• _To-do list_:
a. From the piece on the savings of going solar, transcribe the stretch from "OK, you’re thinking, there’s" through "to shop around.".
b. In the entries, repeat word for word the stretch from the line that contains "blue shirt. Report pixel corners as JSON arrays." through the line that contains "[[459, 168, 523, 349]]", and include both of those lines.

• _Text to read_:

In the past, I’ve given examples of the cost-effectiveness of going solar. Today the details have changed, but the answer is still the same. While rebate levels have dropped, so have prices, solar power is still a cost-effective “no brainer” for most people. Let’s look at an example to see why.
Let’s assume you have an average monthly electricity bill of $125/month or $1,500/yr. In this case, solar would save you more every month than it cost. Secondly, it would give you a return on investment of about 16.6%. Try finding any other investment with no risk at anything close to that return! If your electricity costs average more than this, your investment would be even more attractive (I’ll give another example later). And lastly, the solar would add far more value to your home than you paid for it if you decide to sell. Let’s take a look at the details to see why this is all true, verifiable and bankable!
OK, you’re thinking, there’s got to be a “catch.” Well, you’re right, like any other investment the first rule of investing is “it takes money to make money.” But the great news in this case, unlike any other I can think of, is it pencils out with borrowed money. Secondly, you’ve got to have a sunny location.
The size of your electric bill is another factor. If your average bill is lower, the economics won’t be as attractive, but if your average bill is higher, it’ll look more attractive. Keep in mind this is just one example. Every home is different when it comes to things like a partially shaded roof, a roof that doesn’t face true south, the cost of installation, the equipment you choose, etc.
The cost of installation and the quality of the installation will vary, but it pays off, and it only requires a few hours of your time to shop around.
Our example assumes a system consisting of 24, 205-watt solar panels, a 5,000-watt inverter and that you have a south facing roof with an 18-degree slope. The initial cost of the system, in this case, is assumed to be $24,600, or an even $5/watt. It is a little higher than what our systems have been costing lately, but it’s a nice round number. Additionally, we typically carry the rebate, and that would take $1,377 right off the top.
So let’s assume you have the ability – and willingness – to borrow the remaining $23,153 against your home for 15 years at 7%. When you file your taxes you will get the 30% Federal tax credit ($6,946), so you would reduce your total cost to $16,207. Your annual electricity bill in the first year is now $124 instead of $1,500. But in addition to the tax credit, you’ll also get a $387 tax deduction at the end of the year for interest paid on your loan. So after adding up all the costs ($1,748 for the loan) and savings ($1,377 on electricity and the $387 tax deduction) you’ve saved a total of $16 for the year. But that’s just the first year. In subsequent years your savings will continue to rise (see table).
Your savings increase because we guess PG&E rates will increase an average of 6%/yr in the future. It is a conservative estimate given electric rates in California have increased 6.7%/yr on average over the past 30 years. It’s more likely they’ll increase at a higher rate over the next 30 years. As you’ll also notice from the table the mortgage interest deduction (“tax effect loan”) goes down over time, reflecting the fact that you’re paying less interest as the loan is paid off. So the net result of this solar investment example is a continuous drop in your annual household operation costs and a better return on investment than you’ll find anywhere else.
I should point out that a lower electricity bill wouldn’t look as attractive and, conversely, a higher bill would look more appealing. For example, a solar system to offset a $250/month average bill would save you $778 in the first year and give you a return of 21.2%. The the bottom line is we have a choice these days – either send increasingly more and more of our money each year to PG&E, or send less and less by going solar!

• _The records_:
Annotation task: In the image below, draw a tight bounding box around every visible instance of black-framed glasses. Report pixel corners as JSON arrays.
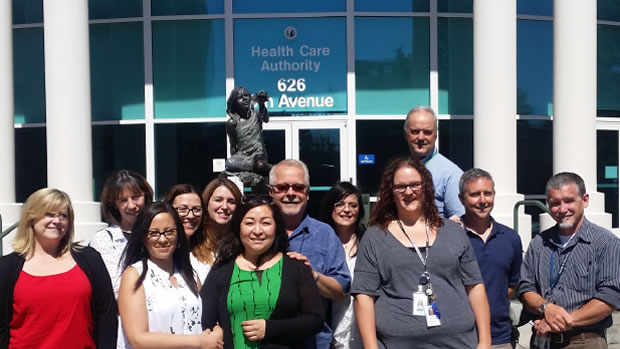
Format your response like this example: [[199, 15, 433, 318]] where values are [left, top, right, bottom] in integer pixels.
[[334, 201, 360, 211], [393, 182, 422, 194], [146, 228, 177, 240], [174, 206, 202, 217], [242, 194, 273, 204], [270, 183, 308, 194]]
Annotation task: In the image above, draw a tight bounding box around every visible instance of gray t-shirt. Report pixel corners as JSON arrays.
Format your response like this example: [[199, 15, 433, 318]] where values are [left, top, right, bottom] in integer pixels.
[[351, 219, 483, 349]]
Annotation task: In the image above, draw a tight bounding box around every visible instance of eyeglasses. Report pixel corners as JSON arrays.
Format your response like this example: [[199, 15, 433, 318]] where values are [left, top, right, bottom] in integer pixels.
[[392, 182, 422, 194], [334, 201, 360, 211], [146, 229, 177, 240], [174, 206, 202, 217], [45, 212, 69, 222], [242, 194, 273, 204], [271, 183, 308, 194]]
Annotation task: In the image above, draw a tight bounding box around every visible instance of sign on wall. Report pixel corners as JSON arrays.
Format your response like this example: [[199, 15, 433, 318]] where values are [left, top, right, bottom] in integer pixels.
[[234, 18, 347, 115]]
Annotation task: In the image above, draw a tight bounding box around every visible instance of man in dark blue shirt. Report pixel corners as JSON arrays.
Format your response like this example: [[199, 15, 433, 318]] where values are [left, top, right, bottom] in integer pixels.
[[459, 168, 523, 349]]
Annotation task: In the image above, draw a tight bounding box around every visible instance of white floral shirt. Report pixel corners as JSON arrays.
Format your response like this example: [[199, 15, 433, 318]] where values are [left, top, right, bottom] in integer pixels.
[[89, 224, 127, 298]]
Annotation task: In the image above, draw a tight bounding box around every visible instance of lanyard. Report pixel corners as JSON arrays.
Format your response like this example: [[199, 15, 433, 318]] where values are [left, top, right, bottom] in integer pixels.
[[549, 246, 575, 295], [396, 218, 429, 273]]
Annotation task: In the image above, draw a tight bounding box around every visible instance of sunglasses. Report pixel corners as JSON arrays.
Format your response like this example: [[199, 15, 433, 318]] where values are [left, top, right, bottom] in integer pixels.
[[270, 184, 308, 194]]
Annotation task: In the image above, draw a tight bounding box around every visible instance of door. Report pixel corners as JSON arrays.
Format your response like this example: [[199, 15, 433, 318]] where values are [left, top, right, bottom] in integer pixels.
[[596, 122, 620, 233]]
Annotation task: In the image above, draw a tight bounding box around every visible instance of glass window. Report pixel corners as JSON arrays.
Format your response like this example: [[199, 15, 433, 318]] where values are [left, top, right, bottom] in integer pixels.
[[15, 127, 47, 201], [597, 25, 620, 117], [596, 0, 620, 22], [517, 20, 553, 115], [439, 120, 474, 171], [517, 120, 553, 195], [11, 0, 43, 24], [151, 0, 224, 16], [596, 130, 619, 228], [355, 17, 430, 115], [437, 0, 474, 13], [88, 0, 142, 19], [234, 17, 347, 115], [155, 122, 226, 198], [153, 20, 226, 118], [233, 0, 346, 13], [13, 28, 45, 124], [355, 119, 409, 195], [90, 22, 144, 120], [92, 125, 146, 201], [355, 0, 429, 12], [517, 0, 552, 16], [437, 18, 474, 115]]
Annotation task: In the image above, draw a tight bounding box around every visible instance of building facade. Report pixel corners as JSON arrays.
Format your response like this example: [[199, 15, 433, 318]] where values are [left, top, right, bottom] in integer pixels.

• _Task-by-task solutions_:
a.
OK, you’re thinking, there’s got to be a “catch.” Well, you’re right, like any other investment the first rule of investing is “it takes money to make money.” But the great news in this case, unlike any other I can think of, is it pencils out with borrowed money. Secondly, you’ve got to have a sunny location.
The size of your electric bill is another factor. If your average bill is lower, the economics won’t be as attractive, but if your average bill is higher, it’ll look more attractive. Keep in mind this is just one example. Every home is different when it comes to things like a partially shaded roof, a roof that doesn’t face true south, the cost of installation, the equipment you choose, etc.
The cost of installation and the quality of the installation will vary, but it pays off, and it only requires a few hours of your time to shop around.

b.
Annotation task: In the image above, draw a tight bounding box around every visible instance of man in dark blue shirt. Report pixel corners as JSON arrays.
Format your response like this example: [[199, 15, 433, 318]] where values are [left, top, right, bottom] in integer pixels.
[[459, 168, 523, 349]]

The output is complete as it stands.